**Activity**
Check each line of the material for the string "figure", then give only how many lines have it.
__________________________________________________
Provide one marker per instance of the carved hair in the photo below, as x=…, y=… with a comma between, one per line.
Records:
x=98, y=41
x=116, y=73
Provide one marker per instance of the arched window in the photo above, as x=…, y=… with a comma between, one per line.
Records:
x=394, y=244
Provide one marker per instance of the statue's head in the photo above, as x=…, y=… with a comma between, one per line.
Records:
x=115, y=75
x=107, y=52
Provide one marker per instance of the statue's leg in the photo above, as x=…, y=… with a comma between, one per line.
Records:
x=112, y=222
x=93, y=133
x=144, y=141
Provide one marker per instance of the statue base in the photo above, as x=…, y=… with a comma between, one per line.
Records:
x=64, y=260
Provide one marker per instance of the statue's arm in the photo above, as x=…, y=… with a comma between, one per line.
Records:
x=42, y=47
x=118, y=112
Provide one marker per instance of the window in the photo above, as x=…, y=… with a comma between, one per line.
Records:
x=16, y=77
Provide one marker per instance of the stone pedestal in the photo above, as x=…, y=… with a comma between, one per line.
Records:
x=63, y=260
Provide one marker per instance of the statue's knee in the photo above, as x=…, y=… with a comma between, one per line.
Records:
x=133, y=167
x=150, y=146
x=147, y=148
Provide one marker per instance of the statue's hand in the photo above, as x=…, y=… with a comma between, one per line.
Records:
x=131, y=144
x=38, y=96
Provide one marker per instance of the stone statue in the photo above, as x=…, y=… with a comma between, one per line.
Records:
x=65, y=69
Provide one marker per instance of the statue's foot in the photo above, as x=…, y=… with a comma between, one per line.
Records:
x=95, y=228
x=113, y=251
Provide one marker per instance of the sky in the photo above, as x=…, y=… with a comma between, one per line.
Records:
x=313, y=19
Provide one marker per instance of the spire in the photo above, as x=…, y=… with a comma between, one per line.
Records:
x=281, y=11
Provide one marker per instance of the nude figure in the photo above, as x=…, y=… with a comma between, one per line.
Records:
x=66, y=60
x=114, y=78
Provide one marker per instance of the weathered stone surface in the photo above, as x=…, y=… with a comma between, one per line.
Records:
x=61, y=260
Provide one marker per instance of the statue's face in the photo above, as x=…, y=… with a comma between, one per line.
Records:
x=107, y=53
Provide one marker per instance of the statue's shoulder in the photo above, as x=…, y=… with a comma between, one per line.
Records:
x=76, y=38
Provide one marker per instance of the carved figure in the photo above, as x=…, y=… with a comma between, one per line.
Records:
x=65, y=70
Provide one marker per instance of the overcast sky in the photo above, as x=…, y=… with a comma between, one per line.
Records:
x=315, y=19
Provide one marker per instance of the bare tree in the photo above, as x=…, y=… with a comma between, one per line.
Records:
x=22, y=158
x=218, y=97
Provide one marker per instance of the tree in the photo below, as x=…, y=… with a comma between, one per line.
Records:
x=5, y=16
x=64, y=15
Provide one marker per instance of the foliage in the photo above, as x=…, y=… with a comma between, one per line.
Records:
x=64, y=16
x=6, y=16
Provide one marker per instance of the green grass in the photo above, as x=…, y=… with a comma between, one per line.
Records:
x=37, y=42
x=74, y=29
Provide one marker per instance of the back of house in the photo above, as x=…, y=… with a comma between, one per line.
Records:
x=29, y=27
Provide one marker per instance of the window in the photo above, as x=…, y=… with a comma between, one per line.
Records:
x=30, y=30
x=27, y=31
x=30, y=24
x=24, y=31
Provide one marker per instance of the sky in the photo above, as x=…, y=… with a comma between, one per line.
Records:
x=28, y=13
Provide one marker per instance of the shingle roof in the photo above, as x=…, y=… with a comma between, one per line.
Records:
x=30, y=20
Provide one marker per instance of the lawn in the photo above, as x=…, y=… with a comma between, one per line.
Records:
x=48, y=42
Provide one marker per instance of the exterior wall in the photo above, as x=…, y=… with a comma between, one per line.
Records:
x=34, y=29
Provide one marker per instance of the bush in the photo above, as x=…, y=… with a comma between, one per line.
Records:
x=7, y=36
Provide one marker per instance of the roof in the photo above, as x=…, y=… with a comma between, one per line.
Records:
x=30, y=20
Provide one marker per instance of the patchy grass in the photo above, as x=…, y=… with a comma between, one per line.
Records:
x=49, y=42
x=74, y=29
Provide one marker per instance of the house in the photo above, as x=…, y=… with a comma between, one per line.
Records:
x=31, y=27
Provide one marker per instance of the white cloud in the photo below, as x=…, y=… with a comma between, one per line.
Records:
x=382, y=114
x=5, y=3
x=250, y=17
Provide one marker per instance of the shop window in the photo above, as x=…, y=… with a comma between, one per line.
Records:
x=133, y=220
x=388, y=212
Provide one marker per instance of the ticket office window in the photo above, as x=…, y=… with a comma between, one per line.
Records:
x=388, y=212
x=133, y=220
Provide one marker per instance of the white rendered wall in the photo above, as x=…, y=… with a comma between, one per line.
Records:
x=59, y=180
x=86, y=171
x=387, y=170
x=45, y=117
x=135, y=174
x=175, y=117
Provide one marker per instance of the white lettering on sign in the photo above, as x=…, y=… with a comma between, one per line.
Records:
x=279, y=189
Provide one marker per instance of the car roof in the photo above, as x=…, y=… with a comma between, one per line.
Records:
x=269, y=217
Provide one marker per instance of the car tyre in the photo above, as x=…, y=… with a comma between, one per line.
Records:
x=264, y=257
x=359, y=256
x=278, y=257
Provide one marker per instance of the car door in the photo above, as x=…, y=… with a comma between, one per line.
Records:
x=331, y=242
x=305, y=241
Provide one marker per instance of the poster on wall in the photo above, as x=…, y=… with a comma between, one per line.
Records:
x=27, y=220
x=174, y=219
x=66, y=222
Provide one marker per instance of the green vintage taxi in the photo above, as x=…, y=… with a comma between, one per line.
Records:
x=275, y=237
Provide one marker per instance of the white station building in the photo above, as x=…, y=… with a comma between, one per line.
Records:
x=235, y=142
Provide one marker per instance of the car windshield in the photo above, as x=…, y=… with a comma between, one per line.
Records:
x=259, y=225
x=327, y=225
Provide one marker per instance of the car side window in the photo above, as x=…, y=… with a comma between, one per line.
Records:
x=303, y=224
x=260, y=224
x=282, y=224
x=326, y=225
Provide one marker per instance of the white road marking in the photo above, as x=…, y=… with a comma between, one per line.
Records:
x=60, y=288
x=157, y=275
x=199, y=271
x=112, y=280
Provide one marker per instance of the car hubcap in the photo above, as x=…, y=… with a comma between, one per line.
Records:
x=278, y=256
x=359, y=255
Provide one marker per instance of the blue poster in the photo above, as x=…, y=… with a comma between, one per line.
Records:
__________________________________________________
**Answer box**
2